[Stored data entries]
------------------------------------------------------------

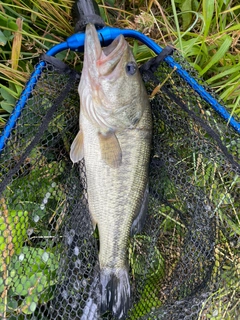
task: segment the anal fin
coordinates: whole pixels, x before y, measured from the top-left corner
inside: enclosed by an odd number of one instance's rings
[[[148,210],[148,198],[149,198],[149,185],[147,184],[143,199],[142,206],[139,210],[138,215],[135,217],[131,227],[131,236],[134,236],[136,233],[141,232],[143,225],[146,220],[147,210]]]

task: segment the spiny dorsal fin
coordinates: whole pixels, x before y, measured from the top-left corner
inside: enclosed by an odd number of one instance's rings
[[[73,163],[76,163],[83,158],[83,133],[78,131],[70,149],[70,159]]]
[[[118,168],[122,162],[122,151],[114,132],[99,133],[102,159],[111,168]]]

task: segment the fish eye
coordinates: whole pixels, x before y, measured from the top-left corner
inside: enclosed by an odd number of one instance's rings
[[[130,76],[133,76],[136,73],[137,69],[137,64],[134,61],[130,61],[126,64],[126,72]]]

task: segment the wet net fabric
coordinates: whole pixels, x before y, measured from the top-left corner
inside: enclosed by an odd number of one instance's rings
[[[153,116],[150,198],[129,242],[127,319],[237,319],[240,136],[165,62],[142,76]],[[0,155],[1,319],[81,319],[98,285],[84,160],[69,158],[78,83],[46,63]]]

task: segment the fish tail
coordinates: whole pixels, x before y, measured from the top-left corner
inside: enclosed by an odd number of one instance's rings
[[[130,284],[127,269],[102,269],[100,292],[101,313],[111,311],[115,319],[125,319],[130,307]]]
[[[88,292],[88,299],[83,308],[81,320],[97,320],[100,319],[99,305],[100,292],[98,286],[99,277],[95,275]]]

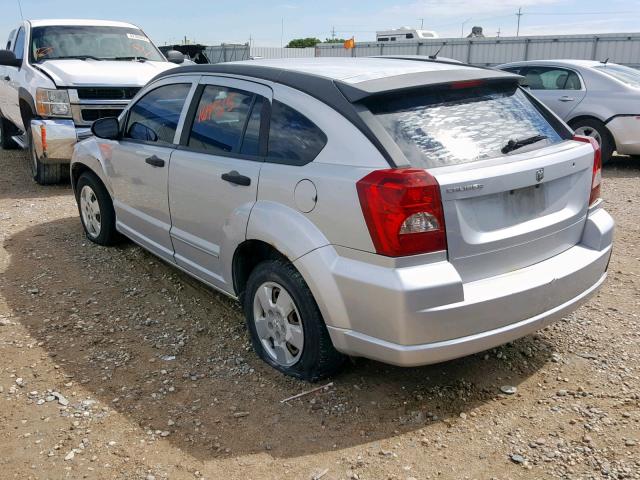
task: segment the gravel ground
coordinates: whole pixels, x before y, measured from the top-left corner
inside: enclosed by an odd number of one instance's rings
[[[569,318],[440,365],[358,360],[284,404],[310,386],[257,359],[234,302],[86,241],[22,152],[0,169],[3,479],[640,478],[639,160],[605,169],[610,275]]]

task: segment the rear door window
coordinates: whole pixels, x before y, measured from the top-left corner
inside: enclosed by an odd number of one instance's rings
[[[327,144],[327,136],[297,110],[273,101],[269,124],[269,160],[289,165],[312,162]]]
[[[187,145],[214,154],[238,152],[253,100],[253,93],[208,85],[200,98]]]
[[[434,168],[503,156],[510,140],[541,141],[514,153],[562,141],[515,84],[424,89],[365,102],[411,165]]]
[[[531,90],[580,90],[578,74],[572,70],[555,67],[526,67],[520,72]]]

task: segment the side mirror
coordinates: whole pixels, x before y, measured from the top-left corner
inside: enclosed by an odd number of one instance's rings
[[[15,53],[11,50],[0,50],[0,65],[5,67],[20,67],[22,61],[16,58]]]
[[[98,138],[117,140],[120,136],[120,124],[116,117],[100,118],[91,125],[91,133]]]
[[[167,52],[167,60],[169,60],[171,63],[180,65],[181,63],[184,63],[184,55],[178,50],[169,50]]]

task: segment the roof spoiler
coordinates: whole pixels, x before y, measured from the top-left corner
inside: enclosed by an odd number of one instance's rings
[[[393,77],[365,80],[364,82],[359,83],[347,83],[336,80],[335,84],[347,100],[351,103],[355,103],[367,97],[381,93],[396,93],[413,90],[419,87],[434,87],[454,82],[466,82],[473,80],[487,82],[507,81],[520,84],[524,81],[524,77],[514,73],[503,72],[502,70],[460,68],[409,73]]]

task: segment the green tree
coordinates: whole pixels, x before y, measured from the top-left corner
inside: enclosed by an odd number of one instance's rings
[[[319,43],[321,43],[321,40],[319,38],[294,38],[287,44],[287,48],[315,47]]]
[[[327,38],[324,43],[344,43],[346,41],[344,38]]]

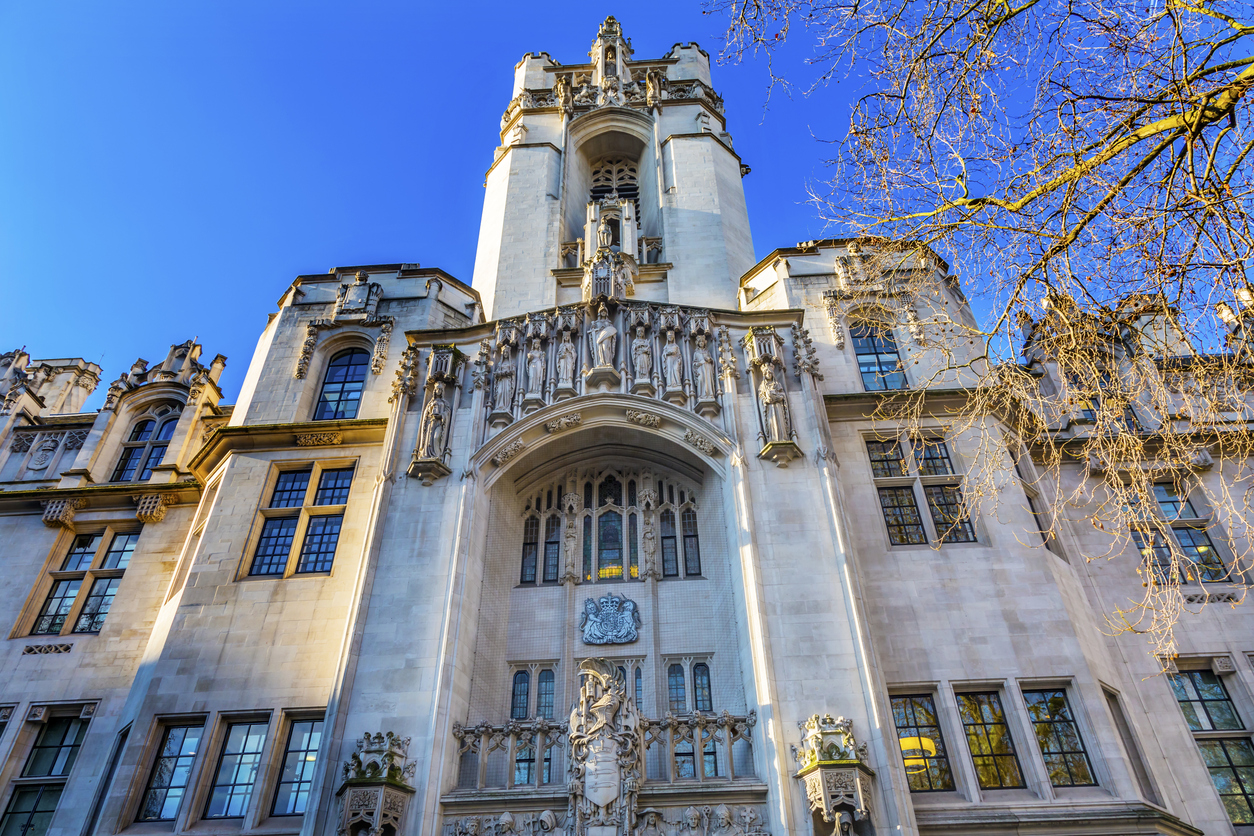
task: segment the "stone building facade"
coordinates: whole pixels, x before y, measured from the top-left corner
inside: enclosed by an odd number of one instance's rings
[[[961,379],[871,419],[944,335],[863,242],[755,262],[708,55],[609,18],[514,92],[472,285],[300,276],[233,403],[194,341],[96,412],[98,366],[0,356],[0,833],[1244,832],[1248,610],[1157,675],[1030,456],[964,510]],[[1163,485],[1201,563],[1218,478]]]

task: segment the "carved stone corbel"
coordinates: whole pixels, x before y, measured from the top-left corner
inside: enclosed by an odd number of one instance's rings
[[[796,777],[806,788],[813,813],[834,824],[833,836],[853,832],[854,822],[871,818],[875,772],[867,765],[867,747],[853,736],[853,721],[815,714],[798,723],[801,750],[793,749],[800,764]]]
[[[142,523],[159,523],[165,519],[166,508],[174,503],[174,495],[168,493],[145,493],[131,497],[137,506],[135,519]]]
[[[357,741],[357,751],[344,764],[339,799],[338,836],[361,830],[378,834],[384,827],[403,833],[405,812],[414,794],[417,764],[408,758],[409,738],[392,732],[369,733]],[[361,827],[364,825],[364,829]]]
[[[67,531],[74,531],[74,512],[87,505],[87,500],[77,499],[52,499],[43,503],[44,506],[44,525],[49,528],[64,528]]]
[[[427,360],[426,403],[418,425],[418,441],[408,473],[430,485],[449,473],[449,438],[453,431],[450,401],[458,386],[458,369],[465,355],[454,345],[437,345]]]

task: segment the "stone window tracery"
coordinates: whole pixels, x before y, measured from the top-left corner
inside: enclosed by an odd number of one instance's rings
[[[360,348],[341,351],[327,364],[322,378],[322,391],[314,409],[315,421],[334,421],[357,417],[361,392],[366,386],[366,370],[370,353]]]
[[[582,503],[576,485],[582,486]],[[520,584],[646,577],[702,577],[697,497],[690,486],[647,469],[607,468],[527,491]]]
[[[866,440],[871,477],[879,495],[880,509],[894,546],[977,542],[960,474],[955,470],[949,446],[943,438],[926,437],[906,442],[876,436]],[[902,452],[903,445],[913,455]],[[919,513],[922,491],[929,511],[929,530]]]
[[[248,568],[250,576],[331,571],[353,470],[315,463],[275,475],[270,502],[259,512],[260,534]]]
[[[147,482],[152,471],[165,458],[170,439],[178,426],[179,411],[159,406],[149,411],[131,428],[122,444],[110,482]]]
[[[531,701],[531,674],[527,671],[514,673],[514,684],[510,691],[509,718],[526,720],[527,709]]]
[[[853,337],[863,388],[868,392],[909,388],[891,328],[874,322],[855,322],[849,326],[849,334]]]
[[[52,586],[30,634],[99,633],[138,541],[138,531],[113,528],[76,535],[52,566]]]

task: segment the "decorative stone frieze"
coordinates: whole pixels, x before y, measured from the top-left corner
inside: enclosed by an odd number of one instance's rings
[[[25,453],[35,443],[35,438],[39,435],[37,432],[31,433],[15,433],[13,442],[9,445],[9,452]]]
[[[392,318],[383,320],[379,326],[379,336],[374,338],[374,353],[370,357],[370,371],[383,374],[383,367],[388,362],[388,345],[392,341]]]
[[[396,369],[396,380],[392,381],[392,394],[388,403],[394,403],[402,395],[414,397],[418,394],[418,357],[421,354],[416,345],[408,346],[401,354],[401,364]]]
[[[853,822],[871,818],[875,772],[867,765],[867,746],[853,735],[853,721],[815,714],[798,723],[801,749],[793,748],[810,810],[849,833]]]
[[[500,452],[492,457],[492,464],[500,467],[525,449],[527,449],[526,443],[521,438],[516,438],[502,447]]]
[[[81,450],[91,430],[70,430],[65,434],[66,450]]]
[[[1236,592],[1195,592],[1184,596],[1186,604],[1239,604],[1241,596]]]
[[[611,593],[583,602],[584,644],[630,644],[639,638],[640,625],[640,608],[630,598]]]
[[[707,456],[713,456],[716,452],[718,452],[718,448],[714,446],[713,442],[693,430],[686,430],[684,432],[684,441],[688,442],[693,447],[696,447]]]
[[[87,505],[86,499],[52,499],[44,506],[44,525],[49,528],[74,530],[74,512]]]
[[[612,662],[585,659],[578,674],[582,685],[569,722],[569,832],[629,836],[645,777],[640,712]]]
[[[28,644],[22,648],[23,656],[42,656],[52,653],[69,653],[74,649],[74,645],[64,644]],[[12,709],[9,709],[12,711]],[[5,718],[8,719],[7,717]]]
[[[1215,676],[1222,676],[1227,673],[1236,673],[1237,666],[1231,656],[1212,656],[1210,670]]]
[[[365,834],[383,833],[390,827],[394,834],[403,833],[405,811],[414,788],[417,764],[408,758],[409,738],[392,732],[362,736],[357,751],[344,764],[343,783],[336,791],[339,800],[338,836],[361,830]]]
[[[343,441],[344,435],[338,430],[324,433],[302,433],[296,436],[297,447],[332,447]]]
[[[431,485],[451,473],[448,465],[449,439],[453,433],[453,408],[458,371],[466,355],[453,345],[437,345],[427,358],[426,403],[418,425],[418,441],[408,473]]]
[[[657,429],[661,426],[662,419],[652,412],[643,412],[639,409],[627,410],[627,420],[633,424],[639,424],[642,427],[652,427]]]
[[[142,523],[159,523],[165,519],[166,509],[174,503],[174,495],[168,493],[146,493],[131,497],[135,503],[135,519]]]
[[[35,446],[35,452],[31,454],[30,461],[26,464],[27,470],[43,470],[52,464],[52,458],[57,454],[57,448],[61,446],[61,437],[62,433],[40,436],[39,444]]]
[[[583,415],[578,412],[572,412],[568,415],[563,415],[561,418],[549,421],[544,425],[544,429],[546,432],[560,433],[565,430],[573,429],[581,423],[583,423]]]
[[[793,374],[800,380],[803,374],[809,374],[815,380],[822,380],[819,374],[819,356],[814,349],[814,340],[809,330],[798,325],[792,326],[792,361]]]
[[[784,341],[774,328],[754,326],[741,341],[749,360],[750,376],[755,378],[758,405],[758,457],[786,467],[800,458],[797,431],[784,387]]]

------------------------------------------------------------

# Exercise prompt
Each line above that contains "window" must be copied out.

# Answer to this task
task: segment the rear door window
task: segment the "stone window tracery"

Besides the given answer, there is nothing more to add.